* EXTRACT PROVIDED:
Ok well I will try with the setting I have currently and If I have more problems with it restarting, I will try lowering, thanks


----------



## jboydgolfer (Jan 15, 2017)

Daryl Gill said:


> Ok well I will try with the setting I have currently and If I have more problems with it restarting, I will try lowering, thanks



i hope it helps, Good Luck


----------



## Daryl Gill (Jan 15, 2017)

jboydgolfer said:


> i what not possible?
> 
> 
> 
> most "enthusiast" MoBo's now aday's have all the unlocked multiplier stuff easily located in a GUI based uefi/bios, and it is a matter in "less extreme" cases of just increasing multipliers, etc, but as with anything, research is my recommendation before endeavouring on that road too.



I was just replying to the other guy saying "1866 speeds, 2x8GB on AMD?????????"

I do have some software called msi command center which does its own oc'ing option, but have never tried it. I just use it to keep an eye on temps


----------



## jboydgolfer (Jan 15, 2017)

Daryl Gill said:


> I was just replying to the other guy saying "1866 speeds, 2x8GB on AMD?????????"
> 
> I do have some software called msi command center which does its own oc'ing option, but have never tried it. I just use it to keep an eye on temps



if i may be so bold.
use GPUz to monitor GPU temps, or Afterburner MSI to monitor whatever readings you like(CPU/GPU/HDD/FPS/etc..). both are decent @ what they do.these are just a couple of MANY


----------



## TheoneandonlyMrK (Jan 15, 2017)

Daryl Gill said:


> I would be happy with just the new 16gb Ram running correctly, but if I had to slow the new stuff down than maybe it would be worth adding the extra 8gb?


Fill all four slots and the stable verified max is 1333 for the integrated memory controller in your CPU, with 2x8gb double sided memory, I found the cpunb needed more volts with higher clocks of memory but I'd go with all in max memory and 1333 with tight timings of 8,9,9,21,40 I run mine at that fine all year long any faster and occasionally an error occurred.
I've messed for hours and you don't get many FPS in games with higher clocked memory on AMD.


----------



## jboydgolfer (Jan 15, 2017)

theoneandonlymrk said:


> Fill all four slots and the stable verified max is 1333 for the integrated memory controller in your CPU, with 2x8gb double sided memory, I found the cpunb needed more volts with higher clocks of memory but I'd go with all in max memory and 1333 with tight timings of 8,9,9,21,40 I run mine at that fine all year long any faster and occasionally an error occurred.

* LISTED ENTRIES:
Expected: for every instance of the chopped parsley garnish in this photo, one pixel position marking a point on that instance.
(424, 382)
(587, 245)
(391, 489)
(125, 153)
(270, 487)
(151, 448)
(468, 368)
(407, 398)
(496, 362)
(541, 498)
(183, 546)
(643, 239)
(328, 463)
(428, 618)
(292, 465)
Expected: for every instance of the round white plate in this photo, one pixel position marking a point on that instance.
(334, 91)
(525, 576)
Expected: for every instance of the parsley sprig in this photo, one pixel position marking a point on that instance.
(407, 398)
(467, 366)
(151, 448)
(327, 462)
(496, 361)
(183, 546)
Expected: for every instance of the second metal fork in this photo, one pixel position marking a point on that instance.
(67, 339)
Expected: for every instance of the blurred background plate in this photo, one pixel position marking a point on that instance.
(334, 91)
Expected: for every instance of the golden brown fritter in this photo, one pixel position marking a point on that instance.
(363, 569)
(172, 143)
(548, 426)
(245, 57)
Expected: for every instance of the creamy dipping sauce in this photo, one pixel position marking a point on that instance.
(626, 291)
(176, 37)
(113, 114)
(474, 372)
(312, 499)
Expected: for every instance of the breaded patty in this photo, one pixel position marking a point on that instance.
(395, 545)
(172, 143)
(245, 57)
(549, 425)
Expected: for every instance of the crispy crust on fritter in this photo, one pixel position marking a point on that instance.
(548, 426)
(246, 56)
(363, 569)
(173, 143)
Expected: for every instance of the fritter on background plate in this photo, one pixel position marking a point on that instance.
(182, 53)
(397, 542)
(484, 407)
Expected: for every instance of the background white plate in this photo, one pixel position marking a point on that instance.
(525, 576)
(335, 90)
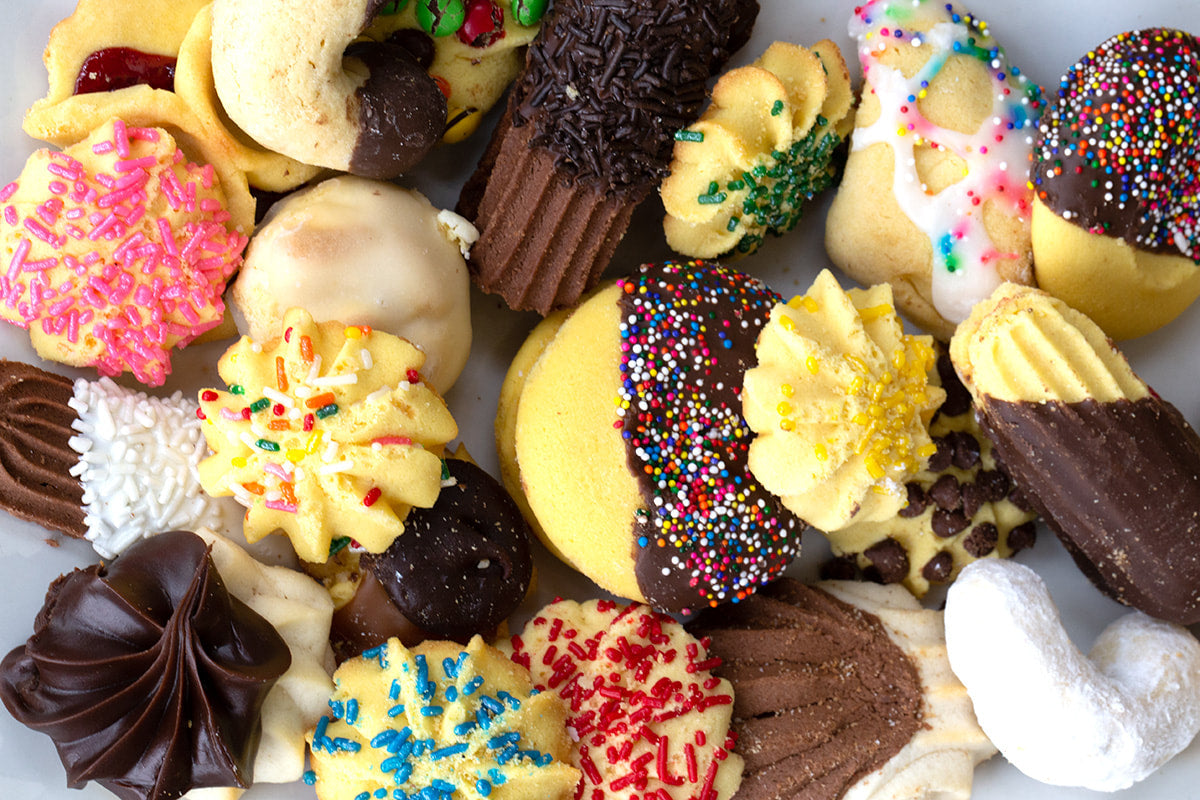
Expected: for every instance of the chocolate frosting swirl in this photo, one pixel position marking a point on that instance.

* TASKS TO CARRY OUT:
- 1) Please update the forum thread from "## TheoneandonlyMrK (Jan" to "memory on AMD.", replacing "1333" with "1600".
- 2) Name every software program mentioned in the forum thread.

* EXPECTED RESPONSES:
- 1)
## TheoneandonlyMrK (Jan 15, 2017)

Daryl Gill said:


> I would be happy with just the new 16gb Ram running correctly, but if I had to slow the new stuff down than maybe it would be worth adding the extra 8gb?


Fill all four slots and the stable verified max is 1600 for the integrated memory controller in your CPU, with 2x8gb double sided memory, I found the cpunb needed more volts with higher clocks of memory but I'd go with all in max memory and 1600 with tight timings of 8,9,9,21,40 I run mine at that fine all year long any faster and occasionally an error occurred.
I've messed for hours and you don't get many FPS in games with higher clocked memory on AMD.

- 2)
msi command center
GPUz
Afterburner MSI